## [Consigne A]
Répondez à ces questions d'après le texte sur La famille Asada :
(i) Quel cinéaste s'est chargé de mettre la vie du petit dernier en boîte ?
(ii) Quel est le prénom du petit frère qui deviendra photographe ?
(iii) Sur les conseils de qui le cinéaste a-t-il choisi de retracer cette histoire ?
## [Consigne B]
Recopiez à l'identique un passage du texte sur La famille Asada. Commencez aux mots « Henri Cartier-Bresson » et arrêtez-vous après « une joie communicative. ».

#### Texte à lire

La FAMILLE ASADA

Tu veux sa photo ?

« Photographier c’est mettre sur la même ligne de mire la tête, l’œil et le cœur. »

Henri Cartier-Bresson

On dit parfois que le cinéma est une grande famille, voilà peut-être pourquoi certaines familles ont du succès sur les écrans. En France, on a connu les atypiques « Bélier », éleveurs muets dotés d’une fille chanteuse. Au Japon, il y a désormais « La famille Asada », dont le petit dernier a un tout autre talent : celui de redonner le sourire avec des images. Son parcours étonnant a tapé dans l’œil de Ryōta Nakano qui s’est chargé de mettre sa vie en boîte avec une joie communicative.

Lorsqu’on évoque au Japon une « affaire de famille », les regards se tournent naturellement vers le sensei reconnu du genre, Hirokazu Kore-eda. Certes, il n’y a pas de « Petite sœur » chez les Asada, mais il y a un petit frère qui focalise l’attention. Ce petit frère, c’est Masashi, un gamin curieux de nature qui deviendra un photographe connu pour ses portraits joyeux et insolites. Sur les conseils de son producteur, Nakano choisit donc d’en retracer l’histoire, celle d’un garçon sorti de l’anonymat d’une petite ville portuaire du Japon qui aura son heure de gloire en son pays. Une histoire que Nakano déroule à la manière d’un album intime, du premier clic sur une plage en forme de coup de foudre fondateur à un clap de fin en guise de clin d’œil.

########
#### Matériel

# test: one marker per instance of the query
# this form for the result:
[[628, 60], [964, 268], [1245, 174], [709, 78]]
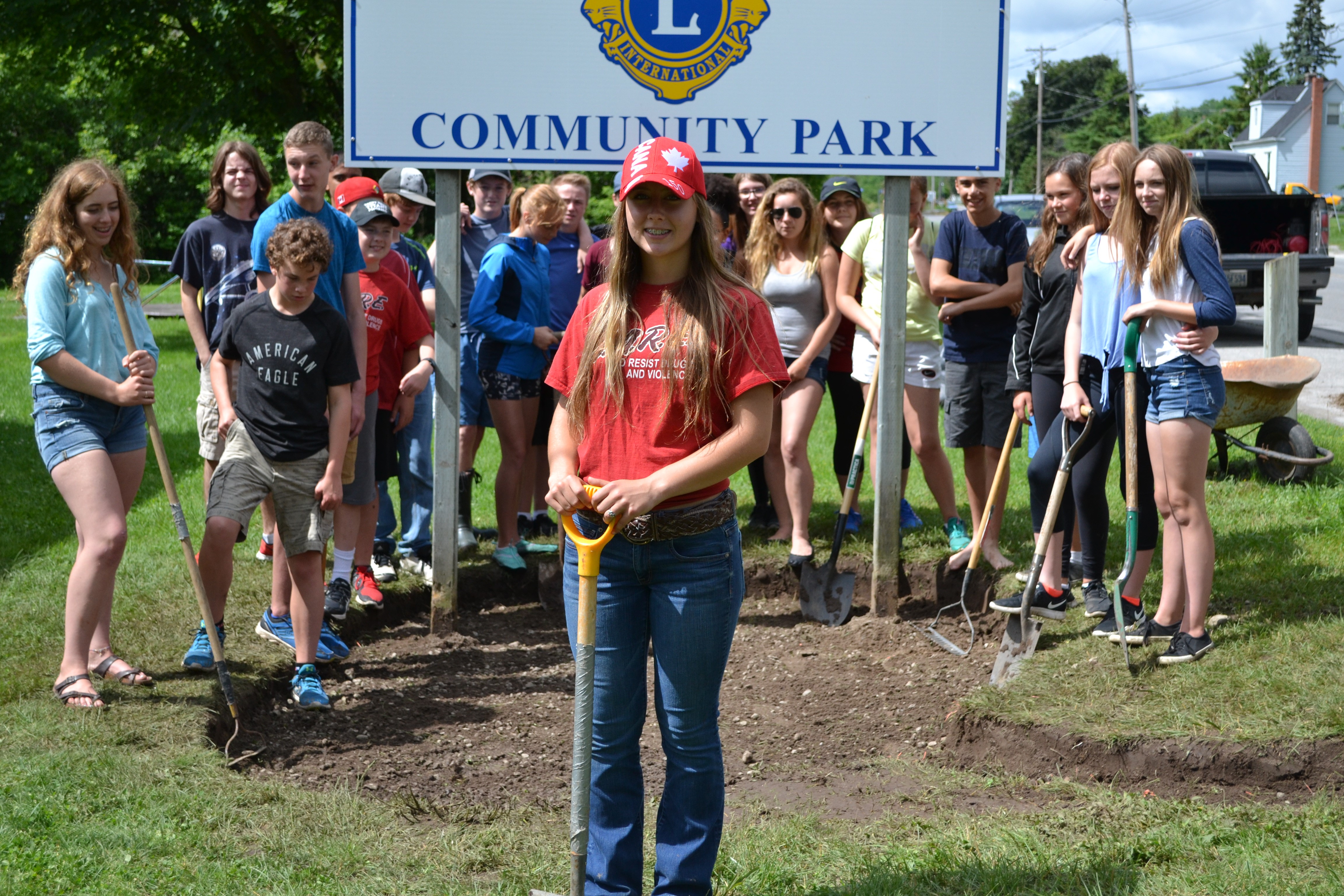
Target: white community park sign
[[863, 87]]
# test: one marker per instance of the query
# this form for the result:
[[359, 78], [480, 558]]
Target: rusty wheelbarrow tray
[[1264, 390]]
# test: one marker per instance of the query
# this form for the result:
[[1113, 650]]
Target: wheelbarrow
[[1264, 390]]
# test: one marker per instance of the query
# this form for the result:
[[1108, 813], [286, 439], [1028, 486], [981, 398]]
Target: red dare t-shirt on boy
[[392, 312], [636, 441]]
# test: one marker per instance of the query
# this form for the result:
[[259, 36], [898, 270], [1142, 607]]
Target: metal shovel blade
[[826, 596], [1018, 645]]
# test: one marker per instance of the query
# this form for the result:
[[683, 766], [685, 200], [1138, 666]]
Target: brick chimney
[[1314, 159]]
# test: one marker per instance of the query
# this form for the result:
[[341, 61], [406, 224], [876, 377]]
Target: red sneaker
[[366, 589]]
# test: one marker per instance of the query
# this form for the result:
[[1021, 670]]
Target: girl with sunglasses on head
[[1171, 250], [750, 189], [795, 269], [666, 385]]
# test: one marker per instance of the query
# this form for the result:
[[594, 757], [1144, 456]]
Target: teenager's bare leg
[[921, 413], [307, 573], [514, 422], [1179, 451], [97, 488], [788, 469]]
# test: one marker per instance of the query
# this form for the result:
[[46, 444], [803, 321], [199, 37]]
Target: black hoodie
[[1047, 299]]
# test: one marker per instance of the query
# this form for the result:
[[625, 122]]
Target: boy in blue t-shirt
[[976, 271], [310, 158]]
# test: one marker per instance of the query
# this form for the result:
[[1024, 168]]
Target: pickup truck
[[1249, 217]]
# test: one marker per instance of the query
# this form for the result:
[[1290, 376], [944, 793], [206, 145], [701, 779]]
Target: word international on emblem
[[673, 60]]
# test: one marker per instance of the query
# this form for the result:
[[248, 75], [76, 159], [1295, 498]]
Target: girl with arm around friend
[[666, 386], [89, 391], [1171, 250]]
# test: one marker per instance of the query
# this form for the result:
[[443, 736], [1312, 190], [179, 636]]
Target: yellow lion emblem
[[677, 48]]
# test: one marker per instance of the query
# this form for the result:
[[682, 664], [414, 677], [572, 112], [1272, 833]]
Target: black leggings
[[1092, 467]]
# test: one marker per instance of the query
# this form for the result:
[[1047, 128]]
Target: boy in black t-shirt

########
#### Matériel

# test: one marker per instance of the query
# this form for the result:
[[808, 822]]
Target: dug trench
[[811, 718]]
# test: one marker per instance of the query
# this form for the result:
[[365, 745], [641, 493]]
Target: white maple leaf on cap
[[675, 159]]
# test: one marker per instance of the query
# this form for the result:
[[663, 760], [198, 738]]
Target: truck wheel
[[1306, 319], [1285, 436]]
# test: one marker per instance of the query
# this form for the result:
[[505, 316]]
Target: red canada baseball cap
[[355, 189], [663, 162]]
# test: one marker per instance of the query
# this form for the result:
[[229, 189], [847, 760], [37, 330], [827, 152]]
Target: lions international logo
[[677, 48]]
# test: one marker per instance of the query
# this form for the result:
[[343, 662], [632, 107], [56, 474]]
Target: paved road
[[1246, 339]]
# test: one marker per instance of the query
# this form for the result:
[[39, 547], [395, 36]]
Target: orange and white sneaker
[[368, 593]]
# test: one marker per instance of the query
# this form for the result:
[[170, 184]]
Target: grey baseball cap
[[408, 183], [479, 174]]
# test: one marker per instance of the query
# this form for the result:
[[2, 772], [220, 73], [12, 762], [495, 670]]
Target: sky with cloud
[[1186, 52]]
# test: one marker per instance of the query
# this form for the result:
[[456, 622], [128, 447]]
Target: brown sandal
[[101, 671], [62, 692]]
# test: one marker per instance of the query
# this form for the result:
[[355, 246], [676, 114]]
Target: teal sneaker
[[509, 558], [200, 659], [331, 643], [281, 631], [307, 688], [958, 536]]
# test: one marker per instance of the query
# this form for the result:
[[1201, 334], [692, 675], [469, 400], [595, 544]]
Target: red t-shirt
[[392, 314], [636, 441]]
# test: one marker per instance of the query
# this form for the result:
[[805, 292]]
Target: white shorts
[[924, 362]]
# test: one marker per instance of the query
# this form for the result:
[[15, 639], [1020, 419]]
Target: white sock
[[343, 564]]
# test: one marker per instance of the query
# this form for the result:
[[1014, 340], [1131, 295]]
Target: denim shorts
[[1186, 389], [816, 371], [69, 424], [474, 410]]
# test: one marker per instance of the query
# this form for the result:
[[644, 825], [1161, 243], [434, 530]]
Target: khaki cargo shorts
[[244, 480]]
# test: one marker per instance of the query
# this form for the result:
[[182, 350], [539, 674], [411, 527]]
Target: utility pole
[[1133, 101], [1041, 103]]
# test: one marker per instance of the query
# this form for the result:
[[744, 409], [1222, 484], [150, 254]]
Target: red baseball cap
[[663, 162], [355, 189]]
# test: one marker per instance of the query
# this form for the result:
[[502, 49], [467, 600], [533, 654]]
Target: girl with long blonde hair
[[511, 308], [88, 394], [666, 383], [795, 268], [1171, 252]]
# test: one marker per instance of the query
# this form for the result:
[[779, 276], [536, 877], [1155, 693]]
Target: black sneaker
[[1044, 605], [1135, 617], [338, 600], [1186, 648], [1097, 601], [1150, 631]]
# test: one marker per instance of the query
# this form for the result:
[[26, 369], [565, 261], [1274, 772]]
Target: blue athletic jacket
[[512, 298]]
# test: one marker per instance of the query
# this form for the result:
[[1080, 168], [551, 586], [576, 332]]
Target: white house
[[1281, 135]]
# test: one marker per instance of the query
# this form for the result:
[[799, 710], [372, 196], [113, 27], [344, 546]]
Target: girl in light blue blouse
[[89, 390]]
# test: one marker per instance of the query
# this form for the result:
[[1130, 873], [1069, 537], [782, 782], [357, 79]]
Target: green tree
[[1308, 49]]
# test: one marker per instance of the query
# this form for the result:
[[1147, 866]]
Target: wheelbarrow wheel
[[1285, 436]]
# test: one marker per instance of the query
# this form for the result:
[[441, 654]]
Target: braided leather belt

########

## [Corrigé détaillé A]
(i) Ryōta Nakano
(ii) Masashi
(iii) Sur les conseils de son producteur

## [Corrigé détaillé B]
Henri Cartier-Bresson

On dit parfois que le cinéma est une grande famille, voilà peut-être pourquoi certaines familles ont du succès sur les écrans. En France, on a connu les atypiques « Bélier », éleveurs muets dotés d’une fille chanteuse. Au Japon, il y a désormais « La famille Asada », dont le petit dernier a un tout autre talent : celui de redonner le sourire avec des images. Son parcours étonnant a tapé dans l’œil de Ryōta Nakano qui s’est chargé de mettre sa vie en boîte avec une joie communicative.